What is expected :: Rescale the listing below, starting with the line containing "of the corner" and going on through the line containing "<point>432,169</point>": reproduce each of those lines in full, but multiply every point coordinate in the answers by 2.1 and round each result to a whole number, with halves rounded up.

Coordinate annotation entries:
▶

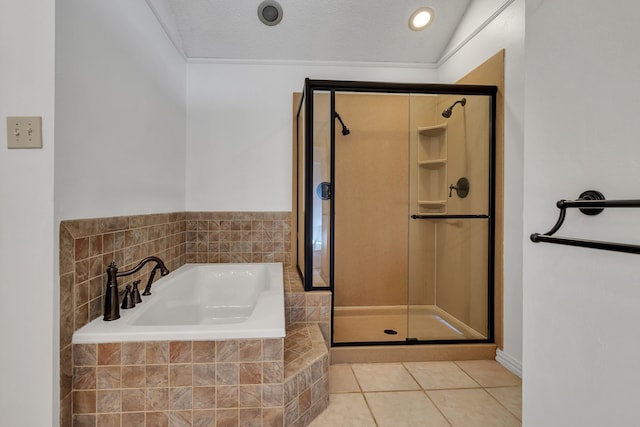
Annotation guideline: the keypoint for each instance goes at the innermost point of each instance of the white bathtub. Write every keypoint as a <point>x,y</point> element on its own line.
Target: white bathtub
<point>201,302</point>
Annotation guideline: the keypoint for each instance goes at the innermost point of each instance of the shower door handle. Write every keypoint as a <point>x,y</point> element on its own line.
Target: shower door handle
<point>323,190</point>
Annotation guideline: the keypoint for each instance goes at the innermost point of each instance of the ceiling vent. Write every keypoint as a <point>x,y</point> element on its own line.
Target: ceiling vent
<point>270,12</point>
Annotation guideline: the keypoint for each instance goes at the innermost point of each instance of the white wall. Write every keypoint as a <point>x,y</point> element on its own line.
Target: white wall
<point>120,111</point>
<point>581,306</point>
<point>239,129</point>
<point>27,229</point>
<point>506,31</point>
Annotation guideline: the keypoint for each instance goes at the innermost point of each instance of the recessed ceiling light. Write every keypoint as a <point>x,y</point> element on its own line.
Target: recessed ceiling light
<point>421,18</point>
<point>270,12</point>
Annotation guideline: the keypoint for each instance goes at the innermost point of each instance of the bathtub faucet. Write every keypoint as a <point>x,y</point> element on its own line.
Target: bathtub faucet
<point>111,303</point>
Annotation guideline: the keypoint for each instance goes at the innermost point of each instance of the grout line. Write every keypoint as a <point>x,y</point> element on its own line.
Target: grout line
<point>364,397</point>
<point>519,418</point>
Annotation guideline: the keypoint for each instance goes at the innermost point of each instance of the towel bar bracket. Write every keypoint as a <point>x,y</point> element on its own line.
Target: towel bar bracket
<point>590,202</point>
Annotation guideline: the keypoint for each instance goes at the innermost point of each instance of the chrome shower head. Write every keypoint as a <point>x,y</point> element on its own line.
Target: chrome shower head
<point>345,129</point>
<point>447,113</point>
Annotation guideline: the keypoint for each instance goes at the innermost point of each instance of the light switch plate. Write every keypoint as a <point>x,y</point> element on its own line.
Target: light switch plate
<point>24,132</point>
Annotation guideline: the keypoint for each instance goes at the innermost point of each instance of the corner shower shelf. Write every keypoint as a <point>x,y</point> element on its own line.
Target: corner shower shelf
<point>432,130</point>
<point>431,160</point>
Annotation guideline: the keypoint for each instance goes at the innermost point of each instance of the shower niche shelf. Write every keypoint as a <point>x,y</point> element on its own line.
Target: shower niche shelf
<point>432,169</point>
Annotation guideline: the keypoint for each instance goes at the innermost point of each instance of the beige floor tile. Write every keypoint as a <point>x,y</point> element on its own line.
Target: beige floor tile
<point>489,373</point>
<point>345,410</point>
<point>440,375</point>
<point>510,397</point>
<point>472,408</point>
<point>342,380</point>
<point>404,409</point>
<point>383,377</point>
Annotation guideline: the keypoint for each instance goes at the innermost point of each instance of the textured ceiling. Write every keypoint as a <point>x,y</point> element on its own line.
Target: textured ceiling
<point>311,30</point>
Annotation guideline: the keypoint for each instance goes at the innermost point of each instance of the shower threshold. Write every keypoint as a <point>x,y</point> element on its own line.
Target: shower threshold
<point>372,324</point>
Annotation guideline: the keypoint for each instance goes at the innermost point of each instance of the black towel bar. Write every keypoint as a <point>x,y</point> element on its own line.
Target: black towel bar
<point>590,202</point>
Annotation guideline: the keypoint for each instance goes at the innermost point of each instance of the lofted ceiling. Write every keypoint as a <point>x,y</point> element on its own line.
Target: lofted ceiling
<point>374,31</point>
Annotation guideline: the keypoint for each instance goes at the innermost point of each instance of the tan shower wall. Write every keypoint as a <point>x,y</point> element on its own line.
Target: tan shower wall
<point>371,201</point>
<point>461,263</point>
<point>422,279</point>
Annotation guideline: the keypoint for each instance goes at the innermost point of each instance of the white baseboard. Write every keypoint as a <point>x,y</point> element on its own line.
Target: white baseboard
<point>509,362</point>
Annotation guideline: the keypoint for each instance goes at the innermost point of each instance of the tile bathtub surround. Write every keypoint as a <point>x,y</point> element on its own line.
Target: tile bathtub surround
<point>303,307</point>
<point>87,246</point>
<point>179,383</point>
<point>306,380</point>
<point>230,237</point>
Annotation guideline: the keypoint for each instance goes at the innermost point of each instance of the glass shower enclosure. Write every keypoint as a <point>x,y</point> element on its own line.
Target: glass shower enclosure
<point>395,201</point>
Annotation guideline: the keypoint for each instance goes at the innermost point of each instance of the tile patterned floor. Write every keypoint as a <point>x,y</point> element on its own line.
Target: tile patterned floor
<point>475,393</point>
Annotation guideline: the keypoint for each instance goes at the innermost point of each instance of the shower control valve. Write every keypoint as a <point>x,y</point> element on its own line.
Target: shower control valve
<point>461,187</point>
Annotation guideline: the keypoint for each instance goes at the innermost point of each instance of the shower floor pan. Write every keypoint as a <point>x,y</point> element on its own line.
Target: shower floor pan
<point>368,324</point>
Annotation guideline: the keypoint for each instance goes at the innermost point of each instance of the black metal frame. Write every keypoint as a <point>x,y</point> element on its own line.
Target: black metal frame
<point>590,202</point>
<point>333,86</point>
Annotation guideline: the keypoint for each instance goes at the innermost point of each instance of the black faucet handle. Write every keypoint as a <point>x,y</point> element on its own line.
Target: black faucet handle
<point>135,293</point>
<point>127,300</point>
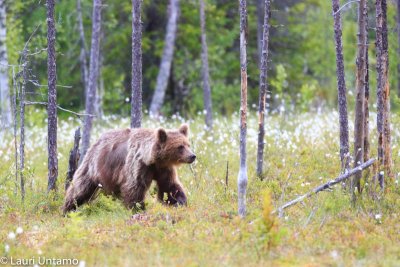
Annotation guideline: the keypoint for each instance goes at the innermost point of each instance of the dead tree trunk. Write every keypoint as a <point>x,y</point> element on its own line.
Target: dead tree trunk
<point>263,88</point>
<point>5,100</point>
<point>205,69</point>
<point>166,60</point>
<point>260,28</point>
<point>22,122</point>
<point>341,83</point>
<point>98,102</point>
<point>360,93</point>
<point>93,75</point>
<point>52,97</point>
<point>136,99</point>
<point>398,48</point>
<point>74,156</point>
<point>366,104</point>
<point>242,176</point>
<point>383,92</point>
<point>83,53</point>
<point>15,123</point>
<point>327,185</point>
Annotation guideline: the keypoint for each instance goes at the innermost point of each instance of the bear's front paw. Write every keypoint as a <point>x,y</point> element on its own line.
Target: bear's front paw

◀

Written response ::
Annotation guideline: the keypoint for each instance goes at the innermost point of each instance of the corner shower shelf. Write every keypoint as a <point>x,y</point> element on its own line.
Target: corner shower shelf
<point>907,273</point>
<point>905,336</point>
Annotation guideline: the keypoint for each instance goes at the innermost point of each instance of the shower niche shelf. Write every keypoint as a <point>x,y</point> element on its own line.
Target: shower niche shelf
<point>907,355</point>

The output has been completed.